Dataset entries —
=-=-=

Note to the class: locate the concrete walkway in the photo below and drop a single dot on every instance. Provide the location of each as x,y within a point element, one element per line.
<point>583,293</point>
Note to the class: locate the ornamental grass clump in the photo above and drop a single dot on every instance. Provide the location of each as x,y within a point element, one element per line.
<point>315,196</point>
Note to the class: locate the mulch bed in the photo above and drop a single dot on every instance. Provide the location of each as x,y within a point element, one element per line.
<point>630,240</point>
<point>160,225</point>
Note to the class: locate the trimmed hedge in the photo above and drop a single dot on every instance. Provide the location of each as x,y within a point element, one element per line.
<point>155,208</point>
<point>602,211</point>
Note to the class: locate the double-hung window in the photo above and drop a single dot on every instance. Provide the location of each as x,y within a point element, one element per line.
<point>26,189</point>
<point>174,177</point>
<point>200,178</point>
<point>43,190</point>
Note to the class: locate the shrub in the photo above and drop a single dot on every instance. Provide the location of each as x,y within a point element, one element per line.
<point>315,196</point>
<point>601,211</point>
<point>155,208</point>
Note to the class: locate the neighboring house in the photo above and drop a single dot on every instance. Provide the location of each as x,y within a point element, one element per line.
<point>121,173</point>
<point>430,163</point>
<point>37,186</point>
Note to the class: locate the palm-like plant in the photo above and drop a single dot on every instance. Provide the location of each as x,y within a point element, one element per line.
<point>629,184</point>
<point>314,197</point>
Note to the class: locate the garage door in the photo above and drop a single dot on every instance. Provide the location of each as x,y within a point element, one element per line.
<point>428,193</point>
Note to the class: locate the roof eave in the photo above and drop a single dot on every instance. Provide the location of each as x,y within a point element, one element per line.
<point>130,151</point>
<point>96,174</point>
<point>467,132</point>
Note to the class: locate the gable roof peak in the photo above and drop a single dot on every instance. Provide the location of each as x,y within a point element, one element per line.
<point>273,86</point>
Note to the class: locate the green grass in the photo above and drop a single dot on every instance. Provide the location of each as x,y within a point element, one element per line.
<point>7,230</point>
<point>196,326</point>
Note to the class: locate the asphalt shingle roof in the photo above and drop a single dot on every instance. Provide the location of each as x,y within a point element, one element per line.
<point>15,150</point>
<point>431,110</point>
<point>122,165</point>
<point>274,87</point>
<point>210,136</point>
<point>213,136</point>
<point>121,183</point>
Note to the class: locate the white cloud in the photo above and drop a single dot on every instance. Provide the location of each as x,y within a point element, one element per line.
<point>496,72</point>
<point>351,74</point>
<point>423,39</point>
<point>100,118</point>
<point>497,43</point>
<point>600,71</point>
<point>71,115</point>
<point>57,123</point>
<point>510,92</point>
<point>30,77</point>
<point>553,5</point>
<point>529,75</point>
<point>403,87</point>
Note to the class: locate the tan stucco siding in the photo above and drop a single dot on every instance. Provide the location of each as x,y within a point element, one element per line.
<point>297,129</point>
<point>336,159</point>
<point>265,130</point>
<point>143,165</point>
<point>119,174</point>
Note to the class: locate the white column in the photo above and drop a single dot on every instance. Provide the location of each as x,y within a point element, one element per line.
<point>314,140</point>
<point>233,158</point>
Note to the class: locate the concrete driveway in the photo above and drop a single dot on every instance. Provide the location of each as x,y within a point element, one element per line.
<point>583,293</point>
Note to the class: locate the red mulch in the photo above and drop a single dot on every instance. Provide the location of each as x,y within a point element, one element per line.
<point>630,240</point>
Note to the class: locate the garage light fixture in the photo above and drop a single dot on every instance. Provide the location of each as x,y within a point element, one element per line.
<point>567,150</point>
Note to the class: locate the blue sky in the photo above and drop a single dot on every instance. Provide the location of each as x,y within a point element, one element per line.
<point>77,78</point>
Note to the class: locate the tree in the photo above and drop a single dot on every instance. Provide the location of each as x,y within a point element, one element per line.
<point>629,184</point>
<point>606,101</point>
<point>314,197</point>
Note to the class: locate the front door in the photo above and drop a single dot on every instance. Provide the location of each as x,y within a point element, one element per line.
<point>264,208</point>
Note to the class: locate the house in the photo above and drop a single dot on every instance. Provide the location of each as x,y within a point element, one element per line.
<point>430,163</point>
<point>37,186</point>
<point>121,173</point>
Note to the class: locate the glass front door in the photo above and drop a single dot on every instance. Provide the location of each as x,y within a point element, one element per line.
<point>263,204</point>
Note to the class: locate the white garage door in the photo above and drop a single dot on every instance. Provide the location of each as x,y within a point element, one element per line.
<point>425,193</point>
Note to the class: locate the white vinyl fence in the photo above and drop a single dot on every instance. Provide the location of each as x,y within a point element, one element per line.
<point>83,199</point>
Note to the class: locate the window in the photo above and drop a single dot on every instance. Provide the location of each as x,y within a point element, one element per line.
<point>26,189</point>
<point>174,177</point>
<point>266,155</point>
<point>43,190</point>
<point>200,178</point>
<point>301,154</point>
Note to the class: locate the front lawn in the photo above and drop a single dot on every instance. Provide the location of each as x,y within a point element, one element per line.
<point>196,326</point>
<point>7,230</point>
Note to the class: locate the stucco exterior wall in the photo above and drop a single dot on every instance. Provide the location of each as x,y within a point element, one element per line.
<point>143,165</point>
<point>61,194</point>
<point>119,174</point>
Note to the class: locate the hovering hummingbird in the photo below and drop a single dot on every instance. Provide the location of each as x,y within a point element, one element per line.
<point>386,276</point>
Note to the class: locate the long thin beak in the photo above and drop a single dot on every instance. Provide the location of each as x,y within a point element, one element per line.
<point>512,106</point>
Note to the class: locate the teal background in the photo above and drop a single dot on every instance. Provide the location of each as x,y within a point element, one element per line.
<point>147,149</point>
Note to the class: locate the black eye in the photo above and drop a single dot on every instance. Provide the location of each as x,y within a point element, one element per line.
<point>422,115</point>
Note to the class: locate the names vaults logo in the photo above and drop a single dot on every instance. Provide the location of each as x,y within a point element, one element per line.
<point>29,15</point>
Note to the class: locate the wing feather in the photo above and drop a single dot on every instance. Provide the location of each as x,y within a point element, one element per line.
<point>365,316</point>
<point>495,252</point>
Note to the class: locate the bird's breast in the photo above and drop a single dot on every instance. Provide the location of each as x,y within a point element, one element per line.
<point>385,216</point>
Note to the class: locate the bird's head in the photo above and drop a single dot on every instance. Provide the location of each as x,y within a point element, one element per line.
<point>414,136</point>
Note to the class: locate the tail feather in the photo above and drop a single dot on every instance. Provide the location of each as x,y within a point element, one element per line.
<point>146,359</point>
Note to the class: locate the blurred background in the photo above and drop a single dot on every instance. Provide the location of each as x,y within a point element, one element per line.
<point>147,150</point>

=-=-=

Exercise prompt —
Each line must be set down again exactly as above, with no line omitted.

Result of this task —
Note to the class: locate the concrete walkway in the photo below and drop a single dot on every instance. Provide the location of each as x,y within a point element, one element per line.
<point>583,293</point>
Note to the class: locate the ornamental grass clump in the photo above and drop a single dot on every instance. Provide the location of each as x,y within a point element, one element per line.
<point>315,196</point>
Note to the class: locate the mulch bed in the photo above and drop a single dot on every instance. Provide the location of each as x,y within a point element, one element per line.
<point>630,240</point>
<point>160,225</point>
Note to the class: locate the trimmed hedge in the photo above and drop a single dot on every instance. Provide the location of each as x,y within a point element, one element per line.
<point>155,208</point>
<point>602,211</point>
Note to the class: locate the double-hung window in the photo above and drop a single dot on every instance. Provide the location of each as x,y within a point element, one element per line.
<point>26,189</point>
<point>174,177</point>
<point>200,178</point>
<point>43,190</point>
Note to the class: locate the shrub in the photo above and drop a single dot on every instance. Provide the location of each as x,y within a point element, one element per line.
<point>315,196</point>
<point>601,211</point>
<point>155,208</point>
Note to the class: locate the neighboring house in the photo above and drop a single dot on every instance. Provide the location of each as x,y within a point element, one element per line.
<point>121,173</point>
<point>430,163</point>
<point>37,186</point>
Note to the class: locate the palm-like plant in the photo above and drop a single dot on every instance. Provide the location of each as x,y within a point element, one element per line.
<point>629,184</point>
<point>314,197</point>
Note to the class: locate the garage door in the photo above and drop a single dot on every instance. Provide the location of each as x,y within a point element, one element per line.
<point>428,193</point>
Note to the class: locate the roof eave in the photo above and drop a single dot on every instance. Provide the location of each as x,y within a point element, one element per line.
<point>130,151</point>
<point>96,174</point>
<point>467,132</point>
Note to the class: locate the gable roof peak in the photo above and drop a single dot on every instance. Provide the location of each as x,y within a point element, one element per line.
<point>273,86</point>
Note to the class: locate the green grass in the photo above and drop a single dot on every instance. Provide the location of each as x,y within a point element, one element per line.
<point>7,230</point>
<point>196,326</point>
Note to the class: locate the asphalt shingle roof in the photo above and drop a single dot on every instance. Provide the location of each as x,y within a point element, one element per line.
<point>15,150</point>
<point>431,110</point>
<point>122,165</point>
<point>274,87</point>
<point>210,136</point>
<point>213,136</point>
<point>121,183</point>
Note to the class: locate the white cloud in the photo above and drop a single dot on every instance. Provide the location of each as x,y within a point element, one element per line.
<point>496,72</point>
<point>351,74</point>
<point>423,39</point>
<point>100,118</point>
<point>497,43</point>
<point>600,71</point>
<point>71,115</point>
<point>57,123</point>
<point>510,92</point>
<point>30,77</point>
<point>553,5</point>
<point>529,75</point>
<point>403,87</point>
Note to the class: locate the tan stucco siding in the photo above and drop a single dot on every instance. Provide the location of each as x,y within a point element, one element per line.
<point>297,129</point>
<point>336,159</point>
<point>265,130</point>
<point>143,165</point>
<point>119,174</point>
Note to the class: locate the white column in the photo above and drop a single dot on every instance. Provide the location of each as x,y within a point element, one element per line.
<point>314,140</point>
<point>233,158</point>
Note to the class: locate the concrete driveway in the photo above and drop a single dot on every instance. Provide the location of each as x,y within a point element, one element per line.
<point>583,293</point>
Note to the class: locate the red mulch in the photo above and drop a single dot on every instance. Provide the location of each as x,y within a point element, one element per line.
<point>630,240</point>
Note to the class: locate the garage light fixture in the photo above and drop a single dot on every instance. Provide the location of each as x,y within a point element, one element per line.
<point>567,150</point>
Note to the class: locate the blue sky in the photo above and drop a single dot on every instance. Provide the location of each as x,y within a point element, one element per line.
<point>77,78</point>
Note to the class: locate the tree in the photo above and drop a single dot on every instance. Provide the location of each as x,y within a point element, one element per line.
<point>629,184</point>
<point>606,101</point>
<point>314,197</point>
Note to the class: locate the front door in the photo above and drop a single dot on every instance. Provide the location of each as x,y within a point element, one element per line.
<point>264,208</point>
Note to the class: locate the house in the photo above and drop a single dot on every instance. Provide the location of each as x,y within a point element, one element per line.
<point>430,163</point>
<point>37,186</point>
<point>121,173</point>
Note to the class: locate the glass front door in the photo above and drop a single dot on every instance. Provide the location of each as x,y within a point element, one element per line.
<point>263,204</point>
Note to the class: locate the white garage door in the photo above and drop a single dot on every instance. Provide the location of each as x,y within a point element, one element per line.
<point>425,193</point>
Note to the class: locate the white vinyl fence in the photo above and drop a single dot on every instance. Provide the location of each as x,y within a point element, one element per line.
<point>83,199</point>
Note to the class: locate the window in the photo above and drop a single dot on every instance. Provide the location of each as x,y within a point element, one element per line.
<point>26,189</point>
<point>174,177</point>
<point>266,155</point>
<point>43,190</point>
<point>200,178</point>
<point>301,154</point>
Note to the class: locate the front lawn in the photo above and drop a single dot on every instance. Provide the location of each as x,y within a point element, one element per line.
<point>196,326</point>
<point>7,230</point>
Note to the class: locate the stucco exterior wall in the photo above and drop a single dot on every instance. Provide the location of each as x,y within a point element, one element per line.
<point>143,165</point>
<point>61,194</point>
<point>119,174</point>
Note to the class: locate the hovering hummingbird in the photo below and drop a single dot on every instance. Provide the location of each as x,y within a point element, one element per line.
<point>386,276</point>
Note to the class: locate the long thin beak in the photo above and drop a single dot on every instance. Provide the location of each as x,y within a point element, one element per line.
<point>512,106</point>
Note to the class: locate the teal background in the photo above and drop a single dot on every instance. Provide the location of each as x,y within a point element, one element per line.
<point>147,149</point>
Note to the class: locate the black eye in the photo above and drop a single dot on every instance. Provide the location of each as x,y within a point element, one element per line.
<point>422,115</point>
Note to the class: locate the names vaults logo in the photo above and drop a single dot on every instance. Provide the location of each as x,y within a point element, one element per line.
<point>29,15</point>
Note to the class: locate the wing feather in the photo above and drop a single dot on every instance. Provide the location of each as x,y within a point element, one element per line.
<point>365,316</point>
<point>495,252</point>
Note to the class: locate the bird's breast in the photo above and drop a single dot on every instance. Provide the location of each as x,y within a point element, one element per line.
<point>385,216</point>
Note to the class: locate the bird's head in the photo above and drop a single dot on every instance. Provide the location of each as x,y within a point element, one element per line.
<point>414,136</point>
Note to the class: locate the tail feather in the photo above and drop a single dot on every instance. Provide the location of each as x,y within a point element, one element per line.
<point>146,359</point>
Note to the class: locate the blurred background in the photo above and drop a single dot on every instance. Provide the location of each as x,y within a point element, one element per line.
<point>147,150</point>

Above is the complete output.